WHAT IS NEEDED:
Substitute "marker" for every "pin" in the listing below and change nothing else. Leave the pictures out of your answer.

PROVIDED DATA:
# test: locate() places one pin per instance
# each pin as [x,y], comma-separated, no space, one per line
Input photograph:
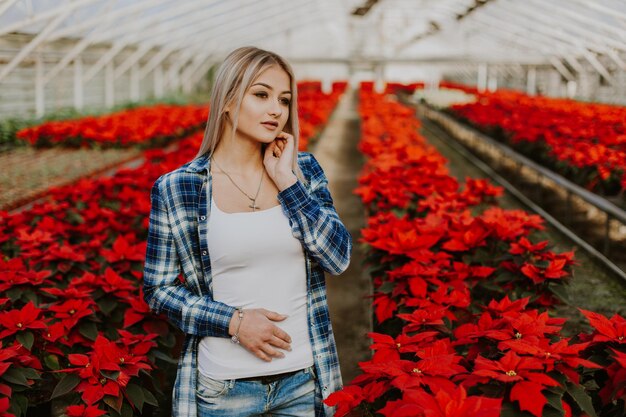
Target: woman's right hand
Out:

REPLY:
# test: locate() places one marker per instance
# each marker as [x,y], comma-separated, no space, one per line
Input photograph:
Target: woman's right hand
Out:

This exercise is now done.